* **PROBLEM SET**:
[a] In the Bruce Vilanch interview, which venue did Vilanch play in '73 while touring with Bette Midler?
[b] Extend the Bruce Vilanch interview beyond its last line.

begin PAGE EXCERPT

Westword: Even though it often gets overlooked for places like San Francisco or New York, it seems that Denver does have a significant place in gay history. Did you ever come through here when you were on the road in the ‘70s and ‘80s?
Bruce Vilanch: I was there when I toured with Bette Midler, and every show we did was a gay pride show in one way or another. We played Red Rocks in ‘73, and Fiddler’s Green—all the outdoor venues, because it was such an outdoor act. So yeah, I’ve seen it evolve over the years. But you’re right: Everything lives in the shadow of San Francisco.
With so much of gay history being routed in the entertainment world of bars and cabarets, was there any standup comedy in there, particularly during the years you were coming up?
Not really. There was some, but not very much in the ‘70s and ‘80s. There were a lot of cabaret performers, who had a very gay style. I wrote for a lot of them; many were drag queens. Like Waylon Flowers, who had a drag queen puppet. But when the big comedy explosion happened in the ‘80s, it was such a straight thing. So many people were still in the closet, and those clubs were a bastion of heterosexuality. The jokes were about dating girls and all that, so it was hard for a gay comic to be popular. But there were a few who broke through. Jason Stuart was one of the first ones.
Looking back, there was a significant amount of homophobia in the jokes that were popular at that time, like Sam Kinison’s AIDS jokes, or even Bill Hick’s bit about lesbians. Do you think that kept a lot of gay comedians in the closet?
Yeah, they were scared it would be a hostile environment. They didn’t want to be a part of it.
You still see some of that today in places like the Comedy Central roasts.
Yes, but many young people today aren’t bigots, because they don’t see people through the same lens. They don’t see the humor in it. So it’s slowly dying away. Now that an NBA player has come out, it’s more difficult to make those kinds of jokes. There will always be jokes about “types,” jokes about ethnicities, women, men—you can’t bleach the humor out of everything in the world, and someone will always be offended by something. But one of the things that is going away is the time-honored joke about being mistaken for being gay. Because what does it matter now?

end PAGE EXCERPT
begin DATA

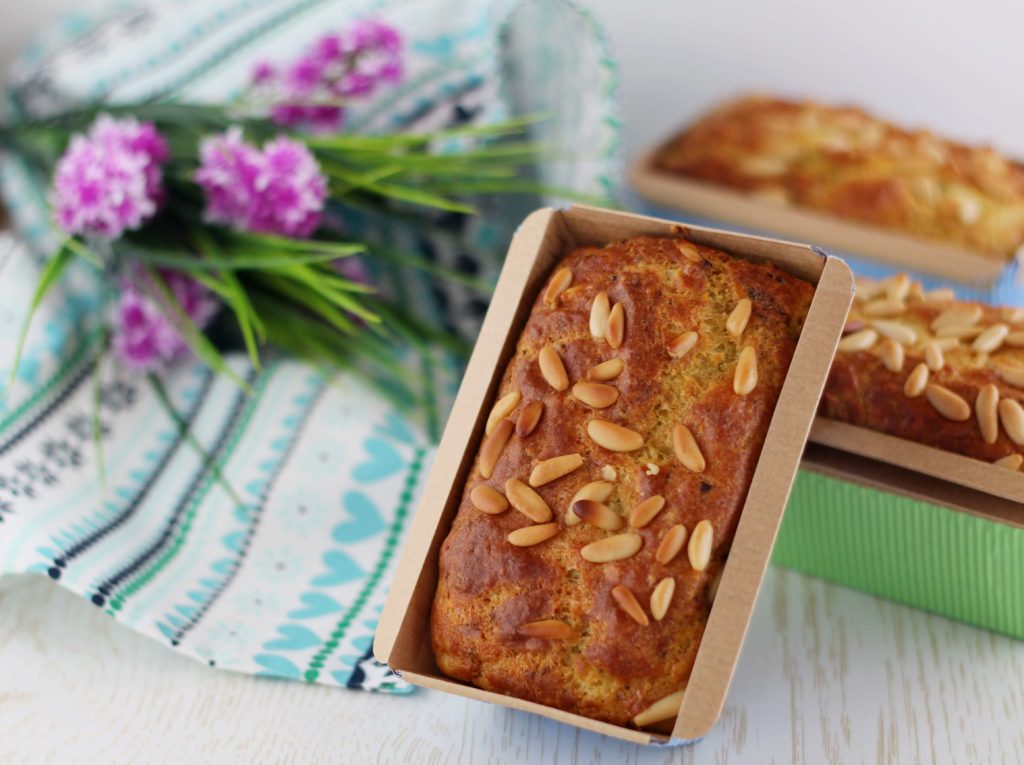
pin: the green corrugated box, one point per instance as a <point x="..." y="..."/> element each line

end DATA

* **ANSWERS PROVIDED**:
[a] Red Rocks.

[b]
But you were an out comedian a time when that did mean something. I was just listening to an interview with David Sedaris, and he was saying that in 1960s North Carolina it was literally the worst label you could have, saying he saw someone on TV he thought might be gay, but then assumed that person wasn’t because they wouldn’t allow a gay man on television.
Well, I grew up in New York, so it wasn’t the worst thing. New York was more sophisticated and more diverse. In North Carolina it might’ve been the worst thing, because that was the Bible Belt. The last bastion of homophobia is religious bigotry. The last argument left against same-sex marriage is religion. So if you come from a place like the South, in the era where David grew up, then of course it was the worst possible thing. But I came from New York, where being a Nazi was worse. Hands down.
When you started writing for movies and doing Hollywood Squares, was there complete comfort with being an out comedian?
I inherited what I call what I call Paul Lynde’s chair. There was always a gay presence on Hollywood Squares—but it was known as “the wacky neighbor,” “the eccentric uncle,” it was always unspoken. We all knew that these guys were gay—like Richard Simmons, Rip Taylor, Charles Nelson Reilly—they all did a certain kind of gay character. But they never referred to their sexuality. I was one of the first to actually talk about it, talk about guys I was dating.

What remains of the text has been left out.